--- DOCUMENT TEXT Enclosed Below ---

Fibromyalgia sufferers are ready for relief. Their journey to diagnosis takes an average of five years, and treatments that successfully manage pain for everyone across the board are difficult to find. Designing a pain management plan can take sometimes years of trial and error, which is why so many patients may try whatever new supplement is touted to relieve fibromyalgia pain. In this series, we will look at a number of different supplements, examining available research and patient testimonials to see if they live up to the hype. This week, we shine the spotlight on melatonin for fibromyalgia.

Does taking melatonin for fibromyalgia work?

Melatonin is a hormone produced by the pineal gland in the brain. It helps to regulate sleep and waking cycles. While melatonin can be found in small amounts in meat, fruits, grains, and vegetables, many people choose to add melatonin supplements to help them sleep. But does melatonin for fibromyalgia work to control pain, too?

Research in 2000 found that in a four-week open study of melatonin on pain patients, the number of tender points and the severity of pain improved significantly for those patients who completed the study. While not a placebo-controlled, double-blind study, this was a promising beginning to the study of melatonin for fibromyalgia.

In 2014, a slightly larger study from Brazil wanted to see which was more effective at reducing fibromyalgia pain: 25 milligrams of amitriptyline, ten milligrams of melatonin, or a combination of amitriptyline and melatonin together. Study participants kept pain diaries in which they recorded the intensity and duration of their pain, rating it from one to 100 on the Visual Analogue Scale. At the end of six weeks, all patients reported lower pain, but patients taking melatonin alone or amitriptyline and melatonin together had lower pain scores than those who just received amitriptyline.

--- End of Enclosed DOCUMENT TEXT ---

▶ _WORK INSTRUCTION 1_
In the melatonin article, name every food group said to contain small amounts of melatonin.
▶ _WORK INSTRUCTION 2_
Rewrite the melatonin article from "Does taking melatonin" up to and including "control pain, too?", substituting "pineal body" for "pineal gland".
▶ _WORK INSTRUCTION 3_
According to the melatonin article, how long did the 2000 open study of melatonin on pain patients last?
Rely only on the melatonin article above to complete this work.

--- GIVEN DATA Enclosed Below ---

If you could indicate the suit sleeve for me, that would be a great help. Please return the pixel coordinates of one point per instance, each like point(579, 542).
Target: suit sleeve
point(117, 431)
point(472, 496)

--- End of Enclosed GIVEN DATA ---

▶ _ANSWER SPACE 1_
Meat, fruits, grains, and vegetables.

▶ _ANSWER SPACE 2_
Does taking melatonin for fibromyalgia work?

Melatonin is a hormone produced by the pineal body in the brain. It helps to regulate sleep and waking cycles. While melatonin can be found in small amounts in meat, fruits, grains, and vegetables, many people choose to add melatonin supplements to help them sleep. But does melatonin for fibromyalgia work to control pain, too?

▶ _ANSWER SPACE 3_
Four weeks.